***** KUTIPAN BERITA
Kabareskrim Komjen Pol Ito Sumardi membantah bahwa data yang disampaikan Kapolri Jenderal Pol Bambang Hendarso Danuri tidak valid terkait data pelanggaran hukum oleh ormas.
"Gini orang yang mengatakan sesuatu tidak valid karena merasa tidak salah. Data-data itu berdasarkan laporan polisi. Kami tidak mungkin ngawur," katanya di Bareskrim Mabes Polri,Jl.Trunojoyo No.1 selasa (31/8/2010).
Jendral bintang tiga ini menambahkan bila data yang dikeluarkan Mabes Polri tidak valid, maka dapat dipidanakan. "Ya istilahnya kalau polisi ngawur nanti kami berarti melanggar hukum juga. Apa yang disampaikan kemarin oleh Kapolri semua didasarkan pada laporan lengkap," paparnya.
Laporan polisi meliputi modus operandi, TKP, locus delicti, pelaku, dan apa langkah-langkah yang sudah dilakukan polisi. "Tapi semua tidak semata-mata FPI dan FBR ada beberapa kelompok lain. FPI juga dominan di sana. Tapi ini berdasarkan laporan yang dibuat, kalau dilihat dari laporan 2007 sampai 2010 ada 107 laporan memang didominasi dari temen-temen FPI," bebernya.
**********
◆ **DAFTAR TUGAS**
- A) Jawablah pertanyaan berikut berdasarkan kutipan berita tentang data pelanggaran hukum oleh ormas.
(i) Di mana Kabareskrim Komjen Pol Ito Sumardi menyampaikan bantahannya?
(ii) Menurut Ito Sumardi, apa akibatnya jika data yang dikeluarkan Mabes Polri tidak valid?
(iii) Berapa jumlah laporan dari tahun 2007 sampai 2010 yang disebutkan dalam kutipan berita itu?
- B) Ubahlah paragraf dalam kutipan berita yang diawali "Laporan polisi meliputi modus operandi" menjadi daftar butir yang memuat fakta-fakta utamanya.
- C) Lanjutkan kutipan berita tentang data pelanggaran hukum oleh ormas mulai dari kalimat terakhirnya.
***** MATERI YANG DISEDIAKAN
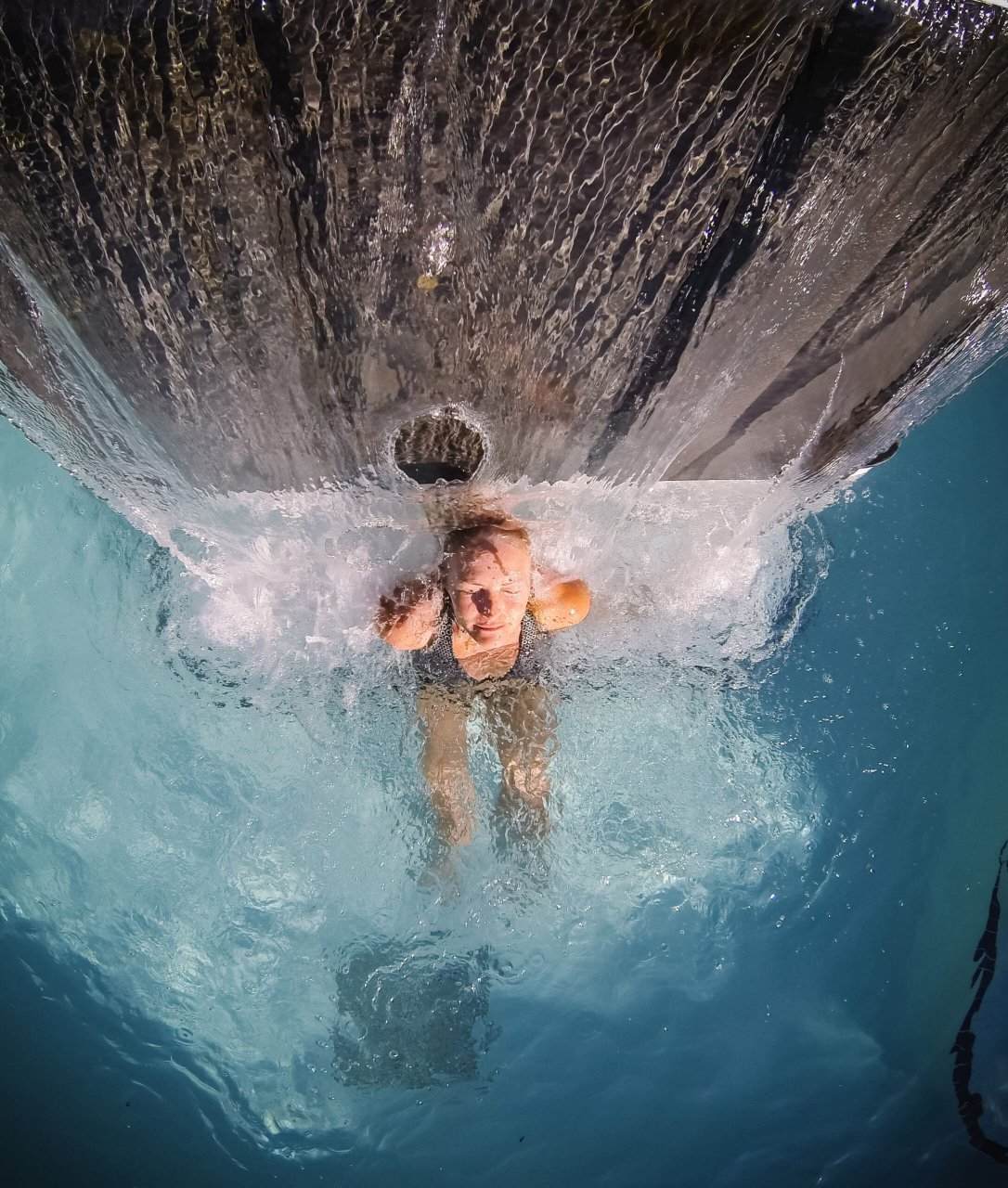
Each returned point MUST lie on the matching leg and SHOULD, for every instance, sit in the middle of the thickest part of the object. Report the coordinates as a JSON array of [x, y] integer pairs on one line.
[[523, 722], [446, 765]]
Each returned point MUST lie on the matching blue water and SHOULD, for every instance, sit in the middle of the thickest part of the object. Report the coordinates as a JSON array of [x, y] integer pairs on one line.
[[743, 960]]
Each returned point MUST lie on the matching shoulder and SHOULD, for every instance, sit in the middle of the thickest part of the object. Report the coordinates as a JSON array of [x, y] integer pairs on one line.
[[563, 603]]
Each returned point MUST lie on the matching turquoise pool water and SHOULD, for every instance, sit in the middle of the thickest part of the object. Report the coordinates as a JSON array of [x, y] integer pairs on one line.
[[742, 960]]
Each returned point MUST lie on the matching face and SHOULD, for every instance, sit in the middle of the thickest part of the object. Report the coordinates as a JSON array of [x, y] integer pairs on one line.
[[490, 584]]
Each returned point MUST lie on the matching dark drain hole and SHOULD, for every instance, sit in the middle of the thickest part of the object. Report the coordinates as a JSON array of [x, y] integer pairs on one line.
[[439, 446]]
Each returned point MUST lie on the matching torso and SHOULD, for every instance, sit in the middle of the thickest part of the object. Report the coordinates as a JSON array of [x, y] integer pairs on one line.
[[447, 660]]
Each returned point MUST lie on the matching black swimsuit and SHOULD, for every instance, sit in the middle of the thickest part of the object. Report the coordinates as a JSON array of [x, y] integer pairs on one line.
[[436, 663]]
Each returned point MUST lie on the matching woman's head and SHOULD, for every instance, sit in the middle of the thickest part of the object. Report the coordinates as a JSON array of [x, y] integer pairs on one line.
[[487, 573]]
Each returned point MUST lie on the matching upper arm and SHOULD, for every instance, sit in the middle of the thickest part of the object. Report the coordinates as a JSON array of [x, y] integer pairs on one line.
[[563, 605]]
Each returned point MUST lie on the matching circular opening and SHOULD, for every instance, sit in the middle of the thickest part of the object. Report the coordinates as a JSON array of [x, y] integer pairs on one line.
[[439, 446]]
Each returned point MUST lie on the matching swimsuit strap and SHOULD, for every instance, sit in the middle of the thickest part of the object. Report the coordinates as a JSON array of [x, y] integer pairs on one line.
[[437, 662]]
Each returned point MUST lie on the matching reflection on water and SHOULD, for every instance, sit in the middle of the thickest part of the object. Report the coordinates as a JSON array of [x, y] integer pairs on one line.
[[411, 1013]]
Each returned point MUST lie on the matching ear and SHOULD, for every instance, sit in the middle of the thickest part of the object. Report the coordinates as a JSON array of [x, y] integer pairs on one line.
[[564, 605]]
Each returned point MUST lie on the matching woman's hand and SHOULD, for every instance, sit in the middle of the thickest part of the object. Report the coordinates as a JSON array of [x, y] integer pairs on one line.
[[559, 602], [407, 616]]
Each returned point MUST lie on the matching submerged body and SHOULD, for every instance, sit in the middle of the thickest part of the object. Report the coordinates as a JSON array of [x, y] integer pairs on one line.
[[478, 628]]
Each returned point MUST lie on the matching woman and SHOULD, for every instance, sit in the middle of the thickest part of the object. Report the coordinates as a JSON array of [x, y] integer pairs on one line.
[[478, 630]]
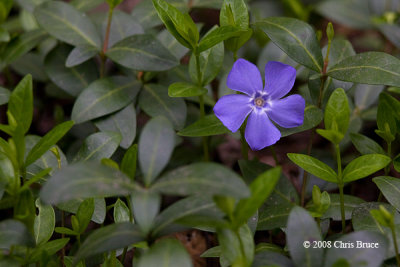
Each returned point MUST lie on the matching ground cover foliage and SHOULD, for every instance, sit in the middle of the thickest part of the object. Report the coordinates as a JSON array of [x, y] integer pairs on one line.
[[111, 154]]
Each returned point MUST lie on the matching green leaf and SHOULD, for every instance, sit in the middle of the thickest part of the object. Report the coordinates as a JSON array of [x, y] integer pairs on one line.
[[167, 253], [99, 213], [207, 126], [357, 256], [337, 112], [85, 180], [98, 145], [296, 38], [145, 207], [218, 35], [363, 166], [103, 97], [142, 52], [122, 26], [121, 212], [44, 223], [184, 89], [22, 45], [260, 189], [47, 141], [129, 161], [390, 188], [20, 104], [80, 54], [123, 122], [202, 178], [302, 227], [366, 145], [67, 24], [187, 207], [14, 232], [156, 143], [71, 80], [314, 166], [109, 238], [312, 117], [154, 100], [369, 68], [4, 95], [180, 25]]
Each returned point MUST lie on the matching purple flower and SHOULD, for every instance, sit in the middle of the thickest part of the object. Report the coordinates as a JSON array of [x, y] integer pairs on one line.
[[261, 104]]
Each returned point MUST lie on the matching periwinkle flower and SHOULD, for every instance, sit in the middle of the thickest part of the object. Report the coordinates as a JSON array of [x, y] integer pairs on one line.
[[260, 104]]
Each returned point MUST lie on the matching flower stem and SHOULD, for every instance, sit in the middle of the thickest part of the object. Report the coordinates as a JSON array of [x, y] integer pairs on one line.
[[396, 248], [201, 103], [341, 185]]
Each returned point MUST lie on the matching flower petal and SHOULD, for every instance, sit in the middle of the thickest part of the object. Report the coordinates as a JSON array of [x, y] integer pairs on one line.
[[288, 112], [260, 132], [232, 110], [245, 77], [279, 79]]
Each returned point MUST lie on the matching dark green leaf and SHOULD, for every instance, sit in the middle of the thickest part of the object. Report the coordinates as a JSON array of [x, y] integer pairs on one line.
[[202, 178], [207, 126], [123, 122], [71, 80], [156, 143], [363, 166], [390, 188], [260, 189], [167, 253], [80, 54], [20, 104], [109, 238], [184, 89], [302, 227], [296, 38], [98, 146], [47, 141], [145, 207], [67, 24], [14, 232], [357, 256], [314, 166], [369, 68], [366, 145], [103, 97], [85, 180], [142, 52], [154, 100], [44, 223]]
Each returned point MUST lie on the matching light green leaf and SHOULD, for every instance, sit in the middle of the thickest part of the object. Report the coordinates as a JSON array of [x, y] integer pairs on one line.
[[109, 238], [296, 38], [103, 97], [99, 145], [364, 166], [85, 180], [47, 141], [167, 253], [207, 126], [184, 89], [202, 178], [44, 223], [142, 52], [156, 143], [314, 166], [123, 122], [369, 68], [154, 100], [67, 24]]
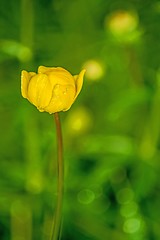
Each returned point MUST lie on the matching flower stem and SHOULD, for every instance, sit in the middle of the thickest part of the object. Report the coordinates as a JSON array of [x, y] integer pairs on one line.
**********
***** MATERI YANG DISEDIAKAN
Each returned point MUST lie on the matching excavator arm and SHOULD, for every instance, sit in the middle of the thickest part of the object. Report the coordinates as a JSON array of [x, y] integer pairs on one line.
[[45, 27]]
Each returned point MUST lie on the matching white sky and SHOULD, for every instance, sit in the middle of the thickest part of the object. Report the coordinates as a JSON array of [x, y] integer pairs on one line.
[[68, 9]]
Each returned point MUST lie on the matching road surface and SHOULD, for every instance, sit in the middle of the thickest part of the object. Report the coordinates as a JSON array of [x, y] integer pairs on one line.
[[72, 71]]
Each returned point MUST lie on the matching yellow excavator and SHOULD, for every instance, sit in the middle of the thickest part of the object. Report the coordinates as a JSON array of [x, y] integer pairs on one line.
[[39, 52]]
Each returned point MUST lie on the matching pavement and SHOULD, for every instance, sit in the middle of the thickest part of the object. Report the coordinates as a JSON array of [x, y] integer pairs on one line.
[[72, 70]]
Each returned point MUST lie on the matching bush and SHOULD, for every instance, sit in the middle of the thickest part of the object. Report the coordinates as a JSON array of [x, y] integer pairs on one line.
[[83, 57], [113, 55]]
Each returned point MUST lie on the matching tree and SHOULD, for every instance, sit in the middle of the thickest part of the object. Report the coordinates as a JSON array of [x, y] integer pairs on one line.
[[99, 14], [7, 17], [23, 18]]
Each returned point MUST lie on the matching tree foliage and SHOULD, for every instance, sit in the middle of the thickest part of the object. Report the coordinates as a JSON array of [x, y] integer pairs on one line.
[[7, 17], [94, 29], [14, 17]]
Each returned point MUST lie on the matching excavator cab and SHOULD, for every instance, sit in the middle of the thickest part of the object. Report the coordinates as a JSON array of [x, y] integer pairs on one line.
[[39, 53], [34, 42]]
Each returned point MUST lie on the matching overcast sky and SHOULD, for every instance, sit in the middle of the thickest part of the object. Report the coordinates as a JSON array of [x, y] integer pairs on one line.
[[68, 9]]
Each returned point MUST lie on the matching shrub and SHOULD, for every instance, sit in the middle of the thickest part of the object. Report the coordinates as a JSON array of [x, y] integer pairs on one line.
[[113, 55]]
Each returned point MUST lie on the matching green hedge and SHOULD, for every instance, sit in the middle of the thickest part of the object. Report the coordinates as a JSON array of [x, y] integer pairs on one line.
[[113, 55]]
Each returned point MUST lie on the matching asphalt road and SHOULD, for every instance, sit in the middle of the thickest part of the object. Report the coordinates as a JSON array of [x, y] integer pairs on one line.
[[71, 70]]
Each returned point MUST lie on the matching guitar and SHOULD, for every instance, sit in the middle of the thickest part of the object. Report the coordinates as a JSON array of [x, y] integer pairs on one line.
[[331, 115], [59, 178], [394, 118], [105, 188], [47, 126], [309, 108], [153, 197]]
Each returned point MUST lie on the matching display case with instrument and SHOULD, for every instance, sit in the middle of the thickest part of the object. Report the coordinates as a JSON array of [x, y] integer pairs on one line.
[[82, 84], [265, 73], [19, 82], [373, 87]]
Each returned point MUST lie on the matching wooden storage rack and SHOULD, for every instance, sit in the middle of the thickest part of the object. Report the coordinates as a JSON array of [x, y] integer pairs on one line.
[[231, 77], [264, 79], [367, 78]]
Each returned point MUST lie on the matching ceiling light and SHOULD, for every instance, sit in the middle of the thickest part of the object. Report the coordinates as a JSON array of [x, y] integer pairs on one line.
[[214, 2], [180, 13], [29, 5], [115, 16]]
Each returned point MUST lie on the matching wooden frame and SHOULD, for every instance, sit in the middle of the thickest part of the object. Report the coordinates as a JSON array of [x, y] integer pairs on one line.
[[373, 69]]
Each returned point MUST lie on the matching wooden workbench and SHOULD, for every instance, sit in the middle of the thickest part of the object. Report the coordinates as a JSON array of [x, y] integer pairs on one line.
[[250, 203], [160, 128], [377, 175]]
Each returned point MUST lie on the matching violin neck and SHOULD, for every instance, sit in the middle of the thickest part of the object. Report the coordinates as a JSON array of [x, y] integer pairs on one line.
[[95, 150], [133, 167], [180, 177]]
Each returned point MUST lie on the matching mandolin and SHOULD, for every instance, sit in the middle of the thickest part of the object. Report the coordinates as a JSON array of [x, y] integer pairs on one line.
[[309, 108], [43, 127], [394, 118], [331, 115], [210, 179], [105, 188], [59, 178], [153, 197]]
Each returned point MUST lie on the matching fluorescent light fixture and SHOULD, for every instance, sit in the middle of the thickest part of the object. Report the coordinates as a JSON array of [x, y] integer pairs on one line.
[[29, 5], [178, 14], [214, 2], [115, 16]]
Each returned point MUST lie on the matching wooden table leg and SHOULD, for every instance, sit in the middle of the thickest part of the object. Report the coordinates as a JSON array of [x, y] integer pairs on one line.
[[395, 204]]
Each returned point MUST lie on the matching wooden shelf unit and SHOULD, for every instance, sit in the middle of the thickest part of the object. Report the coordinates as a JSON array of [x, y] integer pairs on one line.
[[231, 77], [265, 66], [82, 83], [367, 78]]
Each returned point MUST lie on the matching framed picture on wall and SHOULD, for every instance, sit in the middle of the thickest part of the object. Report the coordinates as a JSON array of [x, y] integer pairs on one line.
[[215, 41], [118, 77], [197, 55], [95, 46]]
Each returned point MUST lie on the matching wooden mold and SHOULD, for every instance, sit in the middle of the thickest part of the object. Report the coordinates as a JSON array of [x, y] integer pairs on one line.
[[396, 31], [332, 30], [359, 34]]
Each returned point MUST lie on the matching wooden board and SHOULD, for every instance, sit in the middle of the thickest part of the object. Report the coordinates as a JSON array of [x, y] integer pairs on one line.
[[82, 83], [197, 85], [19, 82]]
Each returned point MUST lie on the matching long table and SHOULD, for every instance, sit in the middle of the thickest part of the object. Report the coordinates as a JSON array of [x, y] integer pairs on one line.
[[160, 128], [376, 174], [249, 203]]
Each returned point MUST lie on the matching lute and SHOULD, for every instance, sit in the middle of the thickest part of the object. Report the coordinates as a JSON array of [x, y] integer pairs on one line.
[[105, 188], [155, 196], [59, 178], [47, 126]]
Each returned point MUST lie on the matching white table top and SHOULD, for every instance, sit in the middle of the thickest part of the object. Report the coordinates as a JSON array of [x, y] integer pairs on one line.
**********
***** MATERI YANG DISEDIAKAN
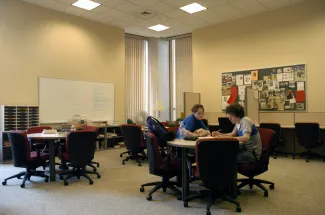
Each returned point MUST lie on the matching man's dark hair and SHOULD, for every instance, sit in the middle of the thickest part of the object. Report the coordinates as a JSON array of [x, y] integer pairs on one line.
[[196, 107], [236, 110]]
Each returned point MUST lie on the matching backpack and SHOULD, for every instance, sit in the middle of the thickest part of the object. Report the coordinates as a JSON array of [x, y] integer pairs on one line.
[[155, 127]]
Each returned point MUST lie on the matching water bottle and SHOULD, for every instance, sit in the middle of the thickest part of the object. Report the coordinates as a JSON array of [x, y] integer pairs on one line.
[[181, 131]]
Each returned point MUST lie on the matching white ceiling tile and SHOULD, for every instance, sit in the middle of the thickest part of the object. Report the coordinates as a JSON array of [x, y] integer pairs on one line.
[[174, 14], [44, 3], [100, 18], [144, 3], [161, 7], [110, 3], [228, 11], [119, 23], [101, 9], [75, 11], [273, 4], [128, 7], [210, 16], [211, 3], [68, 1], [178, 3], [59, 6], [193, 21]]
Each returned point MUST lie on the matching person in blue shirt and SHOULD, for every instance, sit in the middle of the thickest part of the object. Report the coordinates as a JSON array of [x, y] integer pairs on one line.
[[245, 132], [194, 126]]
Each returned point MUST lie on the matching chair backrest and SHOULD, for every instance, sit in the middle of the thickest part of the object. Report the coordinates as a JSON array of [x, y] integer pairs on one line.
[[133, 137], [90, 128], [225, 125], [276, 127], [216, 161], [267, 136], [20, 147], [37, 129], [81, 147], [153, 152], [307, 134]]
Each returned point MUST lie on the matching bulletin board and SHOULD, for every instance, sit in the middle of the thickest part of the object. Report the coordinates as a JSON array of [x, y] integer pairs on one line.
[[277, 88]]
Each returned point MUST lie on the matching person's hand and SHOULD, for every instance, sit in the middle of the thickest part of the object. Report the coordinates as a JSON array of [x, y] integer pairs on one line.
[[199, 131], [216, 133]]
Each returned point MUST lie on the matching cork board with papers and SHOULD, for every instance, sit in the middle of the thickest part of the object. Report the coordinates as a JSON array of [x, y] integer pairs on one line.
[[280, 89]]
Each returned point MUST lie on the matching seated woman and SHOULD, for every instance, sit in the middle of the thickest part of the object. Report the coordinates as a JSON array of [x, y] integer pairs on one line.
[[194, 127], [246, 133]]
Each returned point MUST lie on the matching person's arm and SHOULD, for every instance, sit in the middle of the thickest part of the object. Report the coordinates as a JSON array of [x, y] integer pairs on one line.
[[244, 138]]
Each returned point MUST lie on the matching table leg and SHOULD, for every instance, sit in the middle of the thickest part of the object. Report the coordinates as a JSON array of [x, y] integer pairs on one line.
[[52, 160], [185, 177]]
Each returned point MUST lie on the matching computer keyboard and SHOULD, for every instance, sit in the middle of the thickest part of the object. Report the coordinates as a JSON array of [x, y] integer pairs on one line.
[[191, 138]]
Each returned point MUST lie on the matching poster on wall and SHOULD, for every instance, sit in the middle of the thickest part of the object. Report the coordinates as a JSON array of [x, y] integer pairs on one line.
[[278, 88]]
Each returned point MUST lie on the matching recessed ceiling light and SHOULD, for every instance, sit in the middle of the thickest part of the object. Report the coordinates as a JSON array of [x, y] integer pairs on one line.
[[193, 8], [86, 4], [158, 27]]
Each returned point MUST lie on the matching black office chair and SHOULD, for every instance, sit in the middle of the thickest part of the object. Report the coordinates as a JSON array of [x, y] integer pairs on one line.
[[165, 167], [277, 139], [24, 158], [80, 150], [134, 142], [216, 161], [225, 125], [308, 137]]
**********
◆ **JAWABAN TIAP TUGAS**
- A)
(i) Di Bareskrim Mabes Polri, Jl. Trunojoyo No. 1.
(ii) Pihak yang mengeluarkannya dapat dipidanakan.
(iii) Ada 107 laporan.

- B)
- Laporan polisi meliputi modus operandi, TKP, locus delicti, pelaku, dan langkah-langkah yang sudah dilakukan polisi.
- Pelanggaran tidak hanya dilakukan oleh FPI dan FBR, tetapi juga oleh beberapa kelompok lain.
- Dari laporan tahun 2007 sampai 2010 tercatat 107 laporan, yang didominasi oleh FPI.

- C)
Sebelumnya, dalam rapat gabungan dengan Komisi I, III, VIII di ruang paripurna I, Gedung DPR, Kapolri Jenderal Pol Bambang Hendarso mengatakan aksi kekerasan oleh ormas tahun 2008 mencapai 8 kasus, tahun 2009 ada 40 kasus sementara hingga pertengahan tahun ini meningkat menjadi 49 kasus pelanggaran oleh ormas.
Ormas yang tercatat sering melakukan pelanggaran adalah Front Pembela Islam dan Forum Betawi Rempug.
Sementara itu, anggota Komisi II DPR RI dari Fraksi PDI Perjuangan, Rahadi Zakaria, menyatakan, Pemerintah harus segera bertindak berdasarkan amanat perundang-undangan, agar jangan sampai eskalasi anarkis terbiar menyebar ke berbagai wilayah Indonesia.
Ia mengatakan itu, di Jakarta, Senin kemarin, sehubungan gelar Rapat Gabungan sejumlah Komisi DPR RI dengan beberapa instansi mitra Pemerintah, terkait aksi-aksi anarkis sejumlah organisasi kemasyarakatan (Ormas) yang terus meningkat drastis selang tiga tahun terakhir.
"Mestinya tidak ada tindakan anarkis, apalagi itu mengatasnamakan agama tertentu, jika semua pihak taat pada perundang-undangan yang ada. Baik itu Undang Undang (UU) Nomor 5 Tahun 1985 tentang Ormas, maupun Peraturan Pemerintah (PP)-nya Tahun 1986," katanya saat berbuka puasa bersama.
Kalau toh ada pelanggaran, menurutnya, Pemerintah jangan segan-segan untuk bertindak berdasarkan perundang-undangan yang berlaku.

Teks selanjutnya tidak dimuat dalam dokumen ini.